#### GIVEN PASSAGE:
Strokes represent one of the leading causes of death and disability in the UK, impacting around 100,000 people each year.
However, with one in seven strokes seen as preventable, a new project aims to enhance the ability to predict whether a person is likely to experience a stroke in the future.
Funded by a £300,000 grant from the Medical Research Council, the project is led by experts at the University of Plymouth, University Hospitals Plymouth NHS Trust, the University of Exeter and NIHR Applied Research Collaboration South West Peninsula (PenARC). They will also work with two commercial medical investigation providers, Express Diagnostics and Ultracardiac.
The project will assess past brain scans and other medical test results of stroke survivors and aims to see if there are patterns which could have identified them as being at higher risk of stroke.
The researchers will then look to develop a series of artificial intelligence (AI) models that can predict whether someone is at greater risk of experiencing a stroke at any point over the next decade.

Extracted records:

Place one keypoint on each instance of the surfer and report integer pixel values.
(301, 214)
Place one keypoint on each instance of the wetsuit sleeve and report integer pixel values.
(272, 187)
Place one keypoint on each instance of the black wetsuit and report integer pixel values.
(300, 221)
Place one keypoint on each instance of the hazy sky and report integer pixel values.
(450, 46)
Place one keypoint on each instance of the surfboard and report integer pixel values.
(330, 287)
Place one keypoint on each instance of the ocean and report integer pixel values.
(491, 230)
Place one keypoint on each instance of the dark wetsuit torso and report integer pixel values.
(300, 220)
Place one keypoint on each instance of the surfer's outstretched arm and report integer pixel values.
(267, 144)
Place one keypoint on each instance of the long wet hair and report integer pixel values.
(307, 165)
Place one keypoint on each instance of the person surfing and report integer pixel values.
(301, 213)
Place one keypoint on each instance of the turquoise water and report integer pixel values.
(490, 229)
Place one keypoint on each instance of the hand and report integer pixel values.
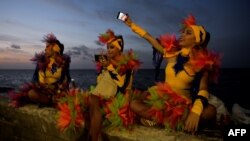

#### TASK 1:
List the institutions that the article on the stroke prediction project names as leading the project.
#### TASK 2:
According to the article on the stroke prediction project, which body is funding the project, and how large is the grant?
#### TASK 3:
Continue the article on the stroke prediction project from its last sentence.

#### EXERCISE OUTPUT 1:
University of Plymouth
University Hospitals Plymouth NHS Trust
University of Exeter
NIHR Applied Research Collaboration South West Peninsula (PenARC)

#### EXERCISE OUTPUT 2:
The Medical Research Council is funding the project with a £300,000 grant.

#### EXERCISE OUTPUT 3:
With the first five years of care post-stroke costing the NHS around £3.6 billion, and 13.7% of strokes regarded as being preventable, the project team hopes its work will not only improve lives but also prove cost-effective at a time when the health system is under greater financial pressure than ever.
Dr Stephen Mullin, Associate Professor in Neurology at the University of Plymouth’s Peninsula Medical School and Consultant Neurologist at University Hospitals Plymouth NHS Trust, is the project’s principal investigator. He said:
“Strokes can have a significant impact on both the people who experience them and their families. Often when we review the brain scans people who have had a major stroke, we see features – including what we call ‘silent strokes’ – that could have identified them as being at risk. We hope that by applying our expertise to create a way of improving stroke prediction, it will both prevent people developing a stroke and in the process save money which can be used to improve patient care elsewhere.”
The project brings together researchers with expertise in health data science, data governance, statistics, radiology/imaging, and neurology.
It will initially build a database of results from patients seen at University Hospitals Plymouth NHS Trust, and benefits from the support and collaboration of the national Sentinel Stroke National Audit Programme (SSNAP).
This database will include the results of magnetic resonance imaging (MRI) and computer tomography (CT) brain scans, electrocardiograms (ECG) and echocardiograms (ECGs), standard tests currently carried out when a person is suspected of having had a stroke.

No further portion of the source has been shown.